**SET TASK A**.
Which lines of the records contain the string "post"? List every one of them.
__________
Sharp rise in classroom homophobia
South Africa’s schools are a hostile environment for lesbian, gay, bisexual, transsexual and intersex pupils, said gender activists this week. Because these LGBTI pupils do not conform to prescribed male and female gender roles, they get assaulted and bullied. A fifth have attempted suicide and a fifth have been raped or sexually assaulted, according to research.
Anele* and Stacey* told their teacher that they were not comfortable wearing their school clothes. As in most schools, they had to wear the skirts prescribed for girls. They wanted to wear non-gendered clothing.
The teacher mentioned this to another teacher, who then told Anele to “pull down your pants so I can see what’s behind there”. Stacey was hit on the back of the head by another teacher. “Now go and call your lawyers. Let them put up a shack for you and teach you there,” they said.
Anecdotes like this have been collected by the Sexual Orientation and Gender Identity Network, and reflect the daily reality for LGBTI pupils, the organisation said.
The community is marginalised and its problems are overlooked, and there has been a “sharp increase” in bullying, said the network. Pupils therefore have to suffer in silence.
Events such as Women’s Month need to be extended to include debates about “queer youth, to whom educational institutions have become a hostile environment”, the organisation said this week.
Gabriel Hoosain Khan, from the Gay and Lesbian Memory in Action centre in Johannesburg, said although South Africa’s laws have changed and are progressive, basic sexual differentiation is still an intrinsic part of the system. Pupils who do not conform are therefore left out. “A student in our education system is forced by the system to fit into one of two gender categories.”
The entire schooling experience is segregated, from curriculum to sports and uniforms, he said. “Pupils who do not conform stick out, making them a target for abuse.”
A study in 2006 by the centre found that 20% of gay, lesbian and bisexual teenagers had been raped or assaulted in their lives. The same percentage had attempted suicide and a third had thought about committing suicide, it said.
__________
**SET TASK B**.
Reproduce the passage of the article on classroom homophobia starting with "The teacher mentioned" and going on through "suffer in silence.".

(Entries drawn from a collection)
__________
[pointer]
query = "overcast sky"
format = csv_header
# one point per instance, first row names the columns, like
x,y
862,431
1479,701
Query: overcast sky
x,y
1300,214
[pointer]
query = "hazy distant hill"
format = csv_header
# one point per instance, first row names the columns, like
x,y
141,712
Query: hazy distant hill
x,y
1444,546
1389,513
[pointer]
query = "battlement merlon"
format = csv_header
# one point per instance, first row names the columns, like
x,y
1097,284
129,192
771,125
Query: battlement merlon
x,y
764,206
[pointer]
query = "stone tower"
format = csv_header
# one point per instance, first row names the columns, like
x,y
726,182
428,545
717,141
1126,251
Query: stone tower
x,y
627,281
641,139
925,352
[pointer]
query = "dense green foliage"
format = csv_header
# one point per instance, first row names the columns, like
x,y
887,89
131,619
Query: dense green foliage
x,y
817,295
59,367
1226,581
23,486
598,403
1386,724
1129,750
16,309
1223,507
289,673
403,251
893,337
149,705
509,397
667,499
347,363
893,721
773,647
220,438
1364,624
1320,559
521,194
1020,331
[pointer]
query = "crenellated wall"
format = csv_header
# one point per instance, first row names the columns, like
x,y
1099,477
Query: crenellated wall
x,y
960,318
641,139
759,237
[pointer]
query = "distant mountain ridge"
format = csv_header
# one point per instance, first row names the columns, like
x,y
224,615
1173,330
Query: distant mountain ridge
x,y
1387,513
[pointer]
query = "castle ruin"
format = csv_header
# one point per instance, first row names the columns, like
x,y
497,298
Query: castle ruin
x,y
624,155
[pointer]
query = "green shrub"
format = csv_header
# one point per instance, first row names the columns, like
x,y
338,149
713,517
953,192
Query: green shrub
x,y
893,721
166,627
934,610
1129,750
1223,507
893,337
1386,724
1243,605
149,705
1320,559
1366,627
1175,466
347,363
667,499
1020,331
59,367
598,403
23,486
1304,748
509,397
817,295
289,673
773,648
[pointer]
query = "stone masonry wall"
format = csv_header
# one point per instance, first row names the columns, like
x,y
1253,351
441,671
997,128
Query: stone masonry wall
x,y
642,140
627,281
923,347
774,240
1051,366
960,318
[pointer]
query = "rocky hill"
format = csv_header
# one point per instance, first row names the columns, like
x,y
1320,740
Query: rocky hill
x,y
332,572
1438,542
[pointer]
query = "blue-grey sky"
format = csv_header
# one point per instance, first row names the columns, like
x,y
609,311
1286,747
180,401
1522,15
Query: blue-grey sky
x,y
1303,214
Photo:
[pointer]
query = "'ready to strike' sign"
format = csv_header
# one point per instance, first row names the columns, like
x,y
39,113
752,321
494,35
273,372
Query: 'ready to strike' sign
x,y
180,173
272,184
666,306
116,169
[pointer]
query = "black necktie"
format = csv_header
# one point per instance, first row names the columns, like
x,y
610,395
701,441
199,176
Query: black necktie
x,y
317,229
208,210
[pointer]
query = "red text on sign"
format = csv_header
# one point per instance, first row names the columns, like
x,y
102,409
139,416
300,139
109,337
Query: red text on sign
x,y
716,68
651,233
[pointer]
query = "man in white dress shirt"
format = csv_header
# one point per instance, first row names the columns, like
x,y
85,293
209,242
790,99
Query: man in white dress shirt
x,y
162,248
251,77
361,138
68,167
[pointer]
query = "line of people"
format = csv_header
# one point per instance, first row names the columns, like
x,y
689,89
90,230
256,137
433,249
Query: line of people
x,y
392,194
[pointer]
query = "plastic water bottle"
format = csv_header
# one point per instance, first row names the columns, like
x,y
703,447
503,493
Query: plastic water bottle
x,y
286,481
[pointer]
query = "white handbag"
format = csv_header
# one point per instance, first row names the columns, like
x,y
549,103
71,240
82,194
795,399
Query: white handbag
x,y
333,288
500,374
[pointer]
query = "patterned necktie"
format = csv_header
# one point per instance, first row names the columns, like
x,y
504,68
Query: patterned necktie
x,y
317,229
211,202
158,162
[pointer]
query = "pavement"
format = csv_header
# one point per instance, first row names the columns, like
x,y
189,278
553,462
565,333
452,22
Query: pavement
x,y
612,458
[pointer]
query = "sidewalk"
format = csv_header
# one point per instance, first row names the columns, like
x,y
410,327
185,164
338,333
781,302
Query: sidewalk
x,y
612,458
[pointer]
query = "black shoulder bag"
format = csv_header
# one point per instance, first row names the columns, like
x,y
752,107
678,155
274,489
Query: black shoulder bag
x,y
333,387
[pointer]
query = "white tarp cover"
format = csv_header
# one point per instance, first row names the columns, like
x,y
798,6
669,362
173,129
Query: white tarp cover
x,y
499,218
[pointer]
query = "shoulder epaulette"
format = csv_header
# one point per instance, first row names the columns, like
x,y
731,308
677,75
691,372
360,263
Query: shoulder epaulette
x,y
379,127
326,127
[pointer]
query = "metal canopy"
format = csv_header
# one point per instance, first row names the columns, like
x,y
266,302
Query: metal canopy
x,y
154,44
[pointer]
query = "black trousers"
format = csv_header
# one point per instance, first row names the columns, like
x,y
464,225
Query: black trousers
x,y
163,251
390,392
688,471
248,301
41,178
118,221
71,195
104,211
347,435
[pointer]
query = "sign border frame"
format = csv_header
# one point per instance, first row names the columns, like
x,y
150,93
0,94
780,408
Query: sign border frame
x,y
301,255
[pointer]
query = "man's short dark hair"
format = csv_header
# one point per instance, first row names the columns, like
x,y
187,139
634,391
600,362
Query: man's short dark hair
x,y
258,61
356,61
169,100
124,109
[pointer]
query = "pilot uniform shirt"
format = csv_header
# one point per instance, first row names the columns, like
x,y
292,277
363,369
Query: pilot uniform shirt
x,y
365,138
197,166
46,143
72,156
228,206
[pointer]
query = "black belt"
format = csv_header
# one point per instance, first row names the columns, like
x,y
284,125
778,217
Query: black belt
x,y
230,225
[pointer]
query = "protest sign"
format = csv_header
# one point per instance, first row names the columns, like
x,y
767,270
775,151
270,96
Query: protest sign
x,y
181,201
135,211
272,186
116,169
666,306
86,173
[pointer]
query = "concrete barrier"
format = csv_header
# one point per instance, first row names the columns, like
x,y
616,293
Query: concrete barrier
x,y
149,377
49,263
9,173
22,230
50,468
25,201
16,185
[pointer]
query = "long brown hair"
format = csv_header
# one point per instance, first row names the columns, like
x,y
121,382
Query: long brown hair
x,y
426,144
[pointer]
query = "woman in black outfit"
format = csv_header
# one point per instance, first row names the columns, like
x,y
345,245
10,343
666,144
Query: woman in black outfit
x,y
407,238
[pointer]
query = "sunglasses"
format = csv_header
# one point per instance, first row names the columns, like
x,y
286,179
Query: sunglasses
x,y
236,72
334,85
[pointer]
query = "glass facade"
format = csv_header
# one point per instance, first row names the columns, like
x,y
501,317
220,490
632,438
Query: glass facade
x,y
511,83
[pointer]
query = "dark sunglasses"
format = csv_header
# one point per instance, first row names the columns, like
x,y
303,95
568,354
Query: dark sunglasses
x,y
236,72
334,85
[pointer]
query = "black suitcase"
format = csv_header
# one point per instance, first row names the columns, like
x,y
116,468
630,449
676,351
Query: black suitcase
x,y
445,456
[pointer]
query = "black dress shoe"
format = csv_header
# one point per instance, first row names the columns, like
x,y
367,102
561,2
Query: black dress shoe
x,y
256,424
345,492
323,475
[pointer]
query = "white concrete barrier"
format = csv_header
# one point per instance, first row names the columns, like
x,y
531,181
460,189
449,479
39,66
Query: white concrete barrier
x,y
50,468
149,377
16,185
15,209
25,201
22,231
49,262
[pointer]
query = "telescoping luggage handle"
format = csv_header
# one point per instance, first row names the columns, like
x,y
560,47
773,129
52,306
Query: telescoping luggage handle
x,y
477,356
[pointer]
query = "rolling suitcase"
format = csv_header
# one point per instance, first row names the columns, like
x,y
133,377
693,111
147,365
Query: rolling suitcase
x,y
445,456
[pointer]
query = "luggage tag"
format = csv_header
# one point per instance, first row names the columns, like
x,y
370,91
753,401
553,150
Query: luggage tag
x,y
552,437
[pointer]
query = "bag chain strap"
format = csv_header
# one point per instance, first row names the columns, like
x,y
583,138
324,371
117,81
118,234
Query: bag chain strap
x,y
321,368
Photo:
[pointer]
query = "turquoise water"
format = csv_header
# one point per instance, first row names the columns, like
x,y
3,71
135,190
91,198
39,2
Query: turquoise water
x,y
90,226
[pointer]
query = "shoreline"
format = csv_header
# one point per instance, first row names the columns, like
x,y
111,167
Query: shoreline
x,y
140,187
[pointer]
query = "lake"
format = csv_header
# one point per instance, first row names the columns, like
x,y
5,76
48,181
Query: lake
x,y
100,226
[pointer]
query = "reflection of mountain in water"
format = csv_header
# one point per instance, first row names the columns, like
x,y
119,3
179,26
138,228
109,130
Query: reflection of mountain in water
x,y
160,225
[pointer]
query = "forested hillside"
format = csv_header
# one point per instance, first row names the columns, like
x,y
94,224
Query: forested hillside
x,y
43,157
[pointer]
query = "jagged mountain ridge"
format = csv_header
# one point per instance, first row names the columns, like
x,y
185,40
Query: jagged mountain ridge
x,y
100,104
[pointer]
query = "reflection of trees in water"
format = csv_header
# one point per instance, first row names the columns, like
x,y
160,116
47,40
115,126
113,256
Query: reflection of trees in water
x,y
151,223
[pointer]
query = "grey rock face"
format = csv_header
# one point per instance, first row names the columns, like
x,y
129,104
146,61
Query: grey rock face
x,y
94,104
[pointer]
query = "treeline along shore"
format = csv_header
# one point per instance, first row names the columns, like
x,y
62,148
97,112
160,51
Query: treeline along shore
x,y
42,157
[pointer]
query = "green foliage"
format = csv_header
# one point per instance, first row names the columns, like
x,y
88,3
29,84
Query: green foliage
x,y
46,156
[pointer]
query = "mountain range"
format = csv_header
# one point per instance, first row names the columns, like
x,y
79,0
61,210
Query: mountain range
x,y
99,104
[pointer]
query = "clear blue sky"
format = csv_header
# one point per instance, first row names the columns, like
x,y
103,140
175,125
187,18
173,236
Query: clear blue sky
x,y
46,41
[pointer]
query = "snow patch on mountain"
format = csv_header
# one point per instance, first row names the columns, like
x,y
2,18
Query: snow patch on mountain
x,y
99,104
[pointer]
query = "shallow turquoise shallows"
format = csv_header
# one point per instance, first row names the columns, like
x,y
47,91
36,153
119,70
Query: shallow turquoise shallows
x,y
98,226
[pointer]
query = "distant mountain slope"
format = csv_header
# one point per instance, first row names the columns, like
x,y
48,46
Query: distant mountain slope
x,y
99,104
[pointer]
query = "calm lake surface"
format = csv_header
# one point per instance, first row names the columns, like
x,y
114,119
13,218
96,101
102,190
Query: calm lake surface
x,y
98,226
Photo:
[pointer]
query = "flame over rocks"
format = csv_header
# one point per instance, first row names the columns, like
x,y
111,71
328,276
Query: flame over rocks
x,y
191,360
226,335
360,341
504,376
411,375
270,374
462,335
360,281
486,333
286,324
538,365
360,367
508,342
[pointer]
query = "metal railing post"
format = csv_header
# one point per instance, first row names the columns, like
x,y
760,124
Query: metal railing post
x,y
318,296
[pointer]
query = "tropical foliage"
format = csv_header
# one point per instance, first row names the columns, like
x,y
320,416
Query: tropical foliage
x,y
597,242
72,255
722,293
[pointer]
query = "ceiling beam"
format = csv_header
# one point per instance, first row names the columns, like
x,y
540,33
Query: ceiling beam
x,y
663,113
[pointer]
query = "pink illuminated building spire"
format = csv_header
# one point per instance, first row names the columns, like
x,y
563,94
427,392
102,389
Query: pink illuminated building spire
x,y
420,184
__________
**EXPECTED OUTPUT A**.
query = "metal railing post"
Query: metal railing post

**EXPECTED OUTPUT B**.
The teacher mentioned this to another teacher, who then told Anele to “pull down your pants so I can see what’s behind there”. Stacey was hit on the back of the head by another teacher. “Now go and call your lawyers. Let them put up a shack for you and teach you there,” they said.
Anecdotes like this have been collected by the Sexual Orientation and Gender Identity Network, and reflect the daily reality for LGBTI pupils, the organisation said.
The community is marginalised and its problems are overlooked, and there has been a “sharp increase” in bullying, said the network. Pupils therefore have to suffer in silence.